* Given task a *
Answer these questions about the post on creativity:
(i) Which university is Dr Ellis Paul Torrance from?
(ii) In what year was the TED Talk "Do Schools Kill Creativity?" given?
(iii) How did Sir Ken Robinson frame creativity?

* Supplied passage *
□ □ □

As published on LinkedIn on 13 February, 2026
Creativity isn’t just about making something that looks impressive. It’s not reserved for artists, designers or musicians. At its heart, creativity is deeply human. It’s our ability to make meaning, notice patterns, connect ideas, ask better questions, imagine alternatives and respond thoughtfully to what’s happening around us.
Generative AI (gen AI) can absolutely support creative work. But it doesn’t have creativity. It can produce outputs that look creative. It can remix, recombine and generate at astonishing speed. But true creativity itself? That’s still a human capability.
In Chapter 2 of my book, The Best Way to Learn is to Make – Creativity in a Gen AI World (available through Amazon), I explore a range of definitions from world-leading experts and classroom teachers. One of those experts is Dr Ellis Paul Torrance from the University of Georgia. He describes creativity as including uniqueness, fluency, flexibility, elaboration, humour and the avoidance of premature closure. He also talks about creativity as becoming sensitive to problems, gaps in knowledge, missing elements and disharmonies.
I really like that definition. Partly because it includes humour. And partly because it highlights persistence. In my years as a classroom teacher (and now in workshops and keynotes) I’ve seen how humour helps people relax even if my jokes don’t quite land (which of course is very rare 😉). When people feel safe and relaxed, they’re more willing to try, to experiment, to risk being wrong and be more open to the learning process (Edmondson, 2018).
I’m also drawn to that idea of avoiding premature closure. Real creativity isn’t about rushing to the first acceptable answer. It’s about staying with the problem. Sitting in the uncertainty. Letting ideas evolve. That takes effort. It takes resilience. It takes time.
Sir Ken Robinson framed creativity as the process of having original ideas that have value. I love the clarity of that. Creativity isn’t just originality for its own sake. It has to matter. It has to connect. It has to be useful, meaningful, or transformative in some way.
Sir Ken consistently argued that creativity isn’t a niche talent reserved for the arts. It’s a universal human capacity. In his famous 2006 TED Talk, Do Schools Kill Creativity?, he challenged schools for prioritising standardisation and conformity over imagination. His point wasn’t that schools are the enemy. It was that systems can unintentionally narrow human potential if we’re not careful.

□ □ □

[Source records]
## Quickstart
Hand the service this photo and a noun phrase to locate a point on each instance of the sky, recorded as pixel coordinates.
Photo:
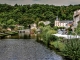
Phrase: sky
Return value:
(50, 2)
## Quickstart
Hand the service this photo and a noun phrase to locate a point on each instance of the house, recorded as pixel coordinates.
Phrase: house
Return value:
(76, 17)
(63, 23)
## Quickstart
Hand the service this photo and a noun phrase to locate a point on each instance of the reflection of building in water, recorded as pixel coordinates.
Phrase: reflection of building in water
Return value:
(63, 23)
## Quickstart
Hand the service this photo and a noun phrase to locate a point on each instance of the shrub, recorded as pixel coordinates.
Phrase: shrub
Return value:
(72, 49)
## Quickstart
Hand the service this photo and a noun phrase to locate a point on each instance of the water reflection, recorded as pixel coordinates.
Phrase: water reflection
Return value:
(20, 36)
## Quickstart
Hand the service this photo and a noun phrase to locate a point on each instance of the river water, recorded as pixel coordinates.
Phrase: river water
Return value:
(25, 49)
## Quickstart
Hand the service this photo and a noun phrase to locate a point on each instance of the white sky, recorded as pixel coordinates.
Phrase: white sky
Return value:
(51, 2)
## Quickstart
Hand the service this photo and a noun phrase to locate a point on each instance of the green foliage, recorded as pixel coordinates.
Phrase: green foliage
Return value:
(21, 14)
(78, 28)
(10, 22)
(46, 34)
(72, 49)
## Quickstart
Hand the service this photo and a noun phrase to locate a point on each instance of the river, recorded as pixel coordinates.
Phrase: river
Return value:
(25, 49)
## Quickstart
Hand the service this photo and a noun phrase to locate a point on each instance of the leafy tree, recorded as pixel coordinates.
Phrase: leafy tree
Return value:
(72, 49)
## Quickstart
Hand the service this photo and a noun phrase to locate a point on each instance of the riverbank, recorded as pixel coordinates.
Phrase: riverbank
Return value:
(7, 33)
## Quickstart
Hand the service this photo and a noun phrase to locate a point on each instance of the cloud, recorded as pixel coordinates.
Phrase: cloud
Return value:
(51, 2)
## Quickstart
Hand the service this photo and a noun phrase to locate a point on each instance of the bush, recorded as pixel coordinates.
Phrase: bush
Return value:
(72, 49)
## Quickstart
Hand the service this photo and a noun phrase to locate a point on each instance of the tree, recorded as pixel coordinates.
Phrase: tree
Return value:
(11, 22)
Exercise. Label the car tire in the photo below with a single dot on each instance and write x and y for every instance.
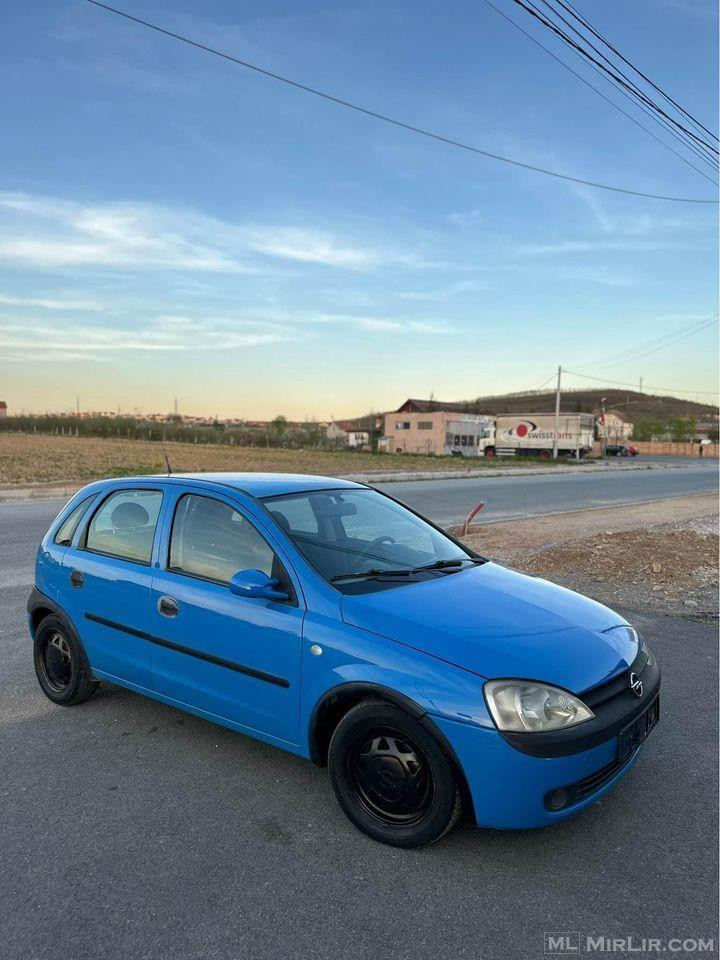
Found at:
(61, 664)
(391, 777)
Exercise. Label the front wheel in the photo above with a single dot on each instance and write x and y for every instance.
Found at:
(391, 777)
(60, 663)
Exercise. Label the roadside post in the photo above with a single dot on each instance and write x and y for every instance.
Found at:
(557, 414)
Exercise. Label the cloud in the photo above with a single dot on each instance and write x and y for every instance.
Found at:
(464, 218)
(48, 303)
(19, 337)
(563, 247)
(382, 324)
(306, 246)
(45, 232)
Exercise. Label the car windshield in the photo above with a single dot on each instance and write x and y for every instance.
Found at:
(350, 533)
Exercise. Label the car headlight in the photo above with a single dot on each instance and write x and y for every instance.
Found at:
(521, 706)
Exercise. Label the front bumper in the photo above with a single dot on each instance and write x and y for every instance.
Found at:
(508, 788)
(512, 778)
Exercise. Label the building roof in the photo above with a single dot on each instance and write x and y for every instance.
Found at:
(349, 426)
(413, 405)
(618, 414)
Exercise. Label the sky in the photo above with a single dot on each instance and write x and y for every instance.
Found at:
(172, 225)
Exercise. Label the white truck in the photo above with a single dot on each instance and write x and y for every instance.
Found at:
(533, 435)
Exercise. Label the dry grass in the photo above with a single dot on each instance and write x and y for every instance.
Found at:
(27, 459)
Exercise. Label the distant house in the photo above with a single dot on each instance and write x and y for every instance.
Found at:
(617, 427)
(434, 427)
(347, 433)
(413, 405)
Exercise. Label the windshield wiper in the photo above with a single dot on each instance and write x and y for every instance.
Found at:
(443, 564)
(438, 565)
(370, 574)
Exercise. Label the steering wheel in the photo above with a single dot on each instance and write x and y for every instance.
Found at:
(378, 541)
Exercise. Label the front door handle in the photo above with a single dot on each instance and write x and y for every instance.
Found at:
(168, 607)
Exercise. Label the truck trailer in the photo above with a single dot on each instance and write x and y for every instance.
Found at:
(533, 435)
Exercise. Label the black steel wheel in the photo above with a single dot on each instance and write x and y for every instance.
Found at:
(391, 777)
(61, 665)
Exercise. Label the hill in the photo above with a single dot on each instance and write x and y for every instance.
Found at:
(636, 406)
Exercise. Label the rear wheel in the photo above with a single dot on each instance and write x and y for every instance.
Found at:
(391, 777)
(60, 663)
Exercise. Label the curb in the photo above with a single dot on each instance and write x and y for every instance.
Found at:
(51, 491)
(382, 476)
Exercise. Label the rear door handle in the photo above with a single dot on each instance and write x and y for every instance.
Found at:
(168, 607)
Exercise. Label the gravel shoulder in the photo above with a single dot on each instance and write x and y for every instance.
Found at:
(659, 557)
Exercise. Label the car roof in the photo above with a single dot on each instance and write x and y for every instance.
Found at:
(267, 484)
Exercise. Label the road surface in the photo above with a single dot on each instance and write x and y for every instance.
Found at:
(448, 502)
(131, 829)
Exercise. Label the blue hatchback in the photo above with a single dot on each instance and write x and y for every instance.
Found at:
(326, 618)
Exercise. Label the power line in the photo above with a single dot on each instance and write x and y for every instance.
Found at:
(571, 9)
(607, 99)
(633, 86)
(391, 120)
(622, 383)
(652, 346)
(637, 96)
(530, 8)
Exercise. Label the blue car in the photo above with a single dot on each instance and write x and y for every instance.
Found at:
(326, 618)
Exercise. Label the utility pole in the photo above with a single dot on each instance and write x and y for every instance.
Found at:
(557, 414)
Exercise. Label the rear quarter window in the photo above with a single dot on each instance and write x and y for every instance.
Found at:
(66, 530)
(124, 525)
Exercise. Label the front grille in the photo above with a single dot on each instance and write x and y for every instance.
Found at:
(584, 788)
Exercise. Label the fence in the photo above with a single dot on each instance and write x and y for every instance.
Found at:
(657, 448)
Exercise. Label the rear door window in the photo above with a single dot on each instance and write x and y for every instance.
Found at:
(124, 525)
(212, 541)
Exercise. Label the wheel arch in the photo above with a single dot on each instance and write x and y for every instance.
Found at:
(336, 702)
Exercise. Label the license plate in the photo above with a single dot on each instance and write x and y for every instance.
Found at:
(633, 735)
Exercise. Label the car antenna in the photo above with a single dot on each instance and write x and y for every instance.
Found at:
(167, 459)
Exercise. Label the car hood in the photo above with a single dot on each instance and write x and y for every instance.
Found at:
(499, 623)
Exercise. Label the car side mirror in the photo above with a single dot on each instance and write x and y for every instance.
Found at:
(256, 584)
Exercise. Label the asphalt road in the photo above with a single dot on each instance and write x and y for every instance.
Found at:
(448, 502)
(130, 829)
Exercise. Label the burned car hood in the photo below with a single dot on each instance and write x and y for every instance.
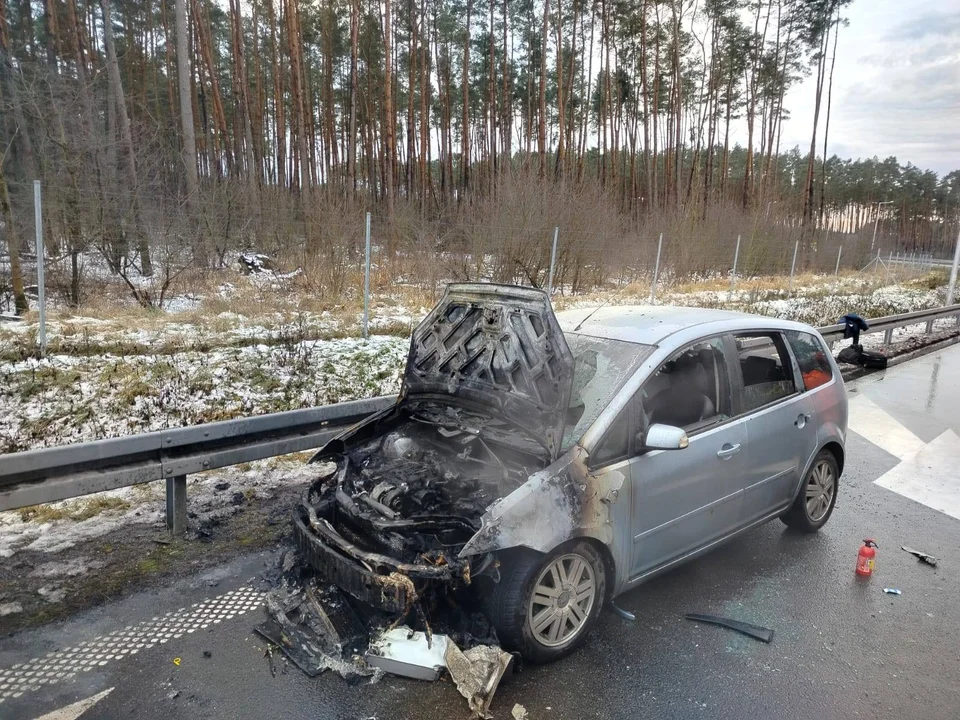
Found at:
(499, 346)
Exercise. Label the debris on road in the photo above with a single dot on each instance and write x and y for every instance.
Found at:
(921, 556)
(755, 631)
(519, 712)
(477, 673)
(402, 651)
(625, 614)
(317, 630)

□ □ □

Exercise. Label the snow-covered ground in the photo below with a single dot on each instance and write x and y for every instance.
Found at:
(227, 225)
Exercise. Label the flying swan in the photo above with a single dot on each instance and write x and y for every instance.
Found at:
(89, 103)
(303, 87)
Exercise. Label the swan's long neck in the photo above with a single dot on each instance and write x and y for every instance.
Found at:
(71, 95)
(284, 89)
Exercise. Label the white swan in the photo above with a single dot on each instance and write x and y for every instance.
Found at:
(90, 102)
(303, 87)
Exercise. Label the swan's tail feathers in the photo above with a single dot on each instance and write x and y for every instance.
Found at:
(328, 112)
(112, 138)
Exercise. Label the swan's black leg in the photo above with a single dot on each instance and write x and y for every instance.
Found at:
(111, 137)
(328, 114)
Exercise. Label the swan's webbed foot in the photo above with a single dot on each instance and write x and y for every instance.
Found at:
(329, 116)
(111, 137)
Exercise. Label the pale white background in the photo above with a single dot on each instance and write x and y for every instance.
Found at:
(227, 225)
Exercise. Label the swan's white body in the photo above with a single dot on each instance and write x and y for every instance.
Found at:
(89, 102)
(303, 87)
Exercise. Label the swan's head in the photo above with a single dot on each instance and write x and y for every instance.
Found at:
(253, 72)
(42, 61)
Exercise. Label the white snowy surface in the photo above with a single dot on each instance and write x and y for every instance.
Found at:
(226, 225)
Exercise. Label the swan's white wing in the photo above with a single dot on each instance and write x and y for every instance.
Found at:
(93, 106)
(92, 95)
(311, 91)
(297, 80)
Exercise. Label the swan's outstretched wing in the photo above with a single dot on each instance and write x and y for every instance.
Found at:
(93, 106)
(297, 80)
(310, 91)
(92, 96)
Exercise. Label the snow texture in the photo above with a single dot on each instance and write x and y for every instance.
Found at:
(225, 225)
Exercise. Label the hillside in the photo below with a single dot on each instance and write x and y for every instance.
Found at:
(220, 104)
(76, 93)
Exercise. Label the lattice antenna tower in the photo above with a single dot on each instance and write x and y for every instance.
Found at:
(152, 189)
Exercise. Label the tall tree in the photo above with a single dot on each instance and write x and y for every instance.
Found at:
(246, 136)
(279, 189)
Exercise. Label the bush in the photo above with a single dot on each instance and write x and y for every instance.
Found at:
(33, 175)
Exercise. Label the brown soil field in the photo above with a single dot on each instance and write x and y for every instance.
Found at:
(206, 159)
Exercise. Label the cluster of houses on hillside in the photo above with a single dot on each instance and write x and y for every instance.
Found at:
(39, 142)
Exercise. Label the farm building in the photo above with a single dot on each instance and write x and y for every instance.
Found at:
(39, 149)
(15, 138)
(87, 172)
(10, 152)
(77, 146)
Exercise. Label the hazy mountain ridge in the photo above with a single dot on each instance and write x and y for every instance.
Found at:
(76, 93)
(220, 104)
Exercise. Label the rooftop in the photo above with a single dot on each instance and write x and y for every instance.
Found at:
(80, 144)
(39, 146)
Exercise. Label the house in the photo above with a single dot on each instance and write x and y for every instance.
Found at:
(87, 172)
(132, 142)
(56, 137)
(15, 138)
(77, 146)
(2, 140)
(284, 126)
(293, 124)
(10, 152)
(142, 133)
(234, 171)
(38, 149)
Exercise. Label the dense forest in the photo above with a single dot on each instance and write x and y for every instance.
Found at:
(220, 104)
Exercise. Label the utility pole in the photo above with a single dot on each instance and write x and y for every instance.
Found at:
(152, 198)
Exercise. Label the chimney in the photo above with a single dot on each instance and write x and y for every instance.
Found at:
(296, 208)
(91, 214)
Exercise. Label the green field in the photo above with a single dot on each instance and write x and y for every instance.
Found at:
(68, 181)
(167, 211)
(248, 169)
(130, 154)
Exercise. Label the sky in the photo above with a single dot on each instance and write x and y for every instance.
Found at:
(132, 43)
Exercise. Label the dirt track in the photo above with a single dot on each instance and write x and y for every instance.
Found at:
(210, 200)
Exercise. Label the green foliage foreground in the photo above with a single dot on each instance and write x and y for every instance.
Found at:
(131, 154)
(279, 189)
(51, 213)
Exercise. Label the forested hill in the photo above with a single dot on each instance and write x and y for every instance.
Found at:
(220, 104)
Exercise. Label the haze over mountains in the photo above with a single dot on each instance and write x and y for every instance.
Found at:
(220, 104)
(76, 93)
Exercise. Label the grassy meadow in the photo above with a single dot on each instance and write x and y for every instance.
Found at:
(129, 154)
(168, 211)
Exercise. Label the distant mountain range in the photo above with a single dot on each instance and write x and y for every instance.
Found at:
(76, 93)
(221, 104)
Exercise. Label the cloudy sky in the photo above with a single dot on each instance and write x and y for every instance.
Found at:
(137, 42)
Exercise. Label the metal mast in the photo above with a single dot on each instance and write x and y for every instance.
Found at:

□ □ □

* Given task b *
Count the lines in the listing above that contain the string "hillside", treating case as significant. Reply with the number only.

* Exercise solution a *
(i) The University of Georgia.
(ii) 2006.
(iii) As the process of having original ideas that have value.

* Exercise solution b *
2